**Your objective**:
Swap "species-count log" for "specimen inventory" in the material below and leave every other part unchanged. Omit the pictures from your output.

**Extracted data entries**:
◆ ◆ ◆
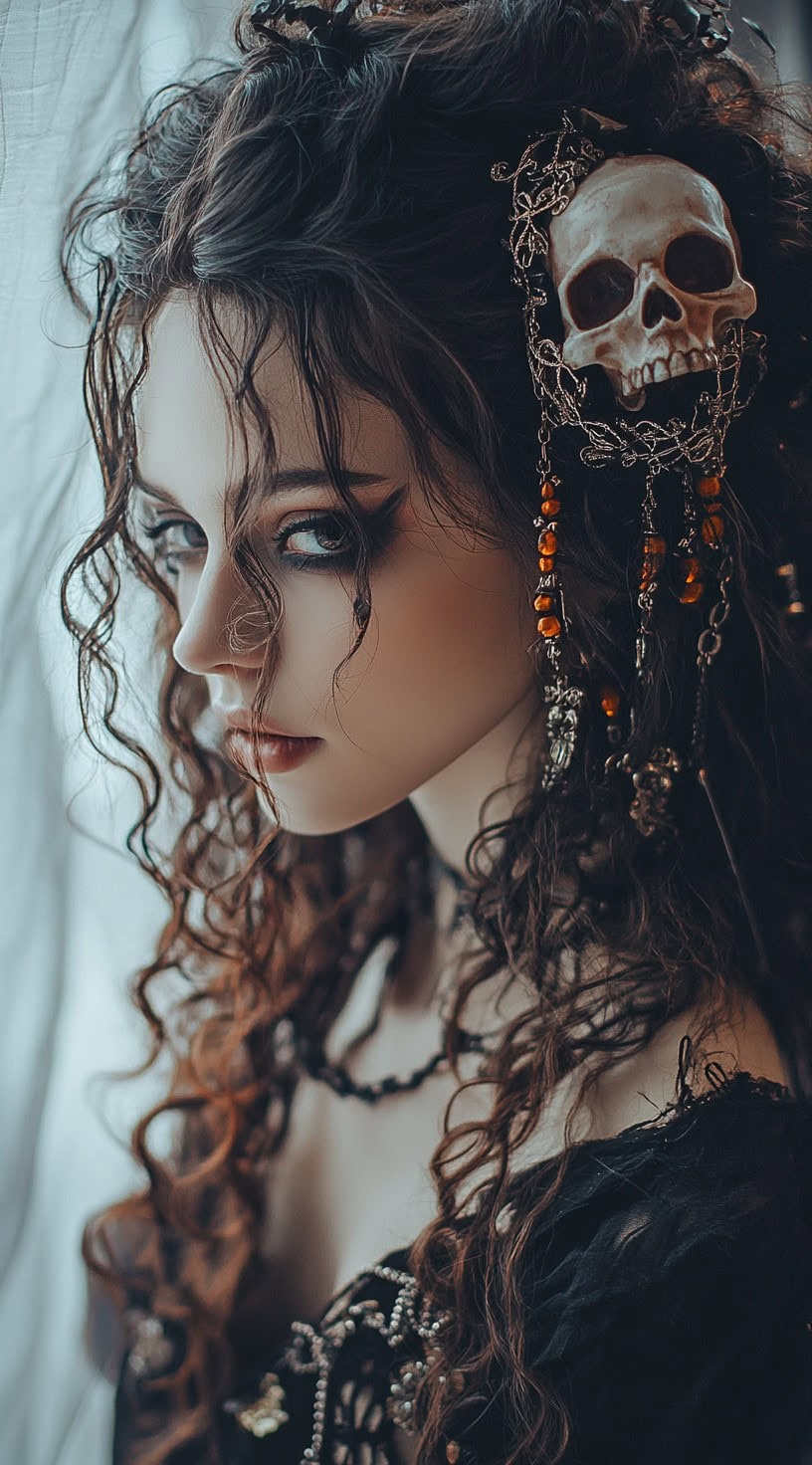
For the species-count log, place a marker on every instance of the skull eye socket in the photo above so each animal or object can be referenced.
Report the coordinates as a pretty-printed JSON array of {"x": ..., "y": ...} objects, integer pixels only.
[
  {"x": 700, "y": 264},
  {"x": 600, "y": 292}
]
◆ ◆ ◆
**Written response**:
For the specimen inventory, place a marker on every instance of the skull eye socket in the photo above so each animal or object can be referenced.
Report the coordinates as a pretty-printed JSON array of {"x": ..., "y": ...} objects, integer pixels only.
[
  {"x": 700, "y": 264},
  {"x": 600, "y": 292}
]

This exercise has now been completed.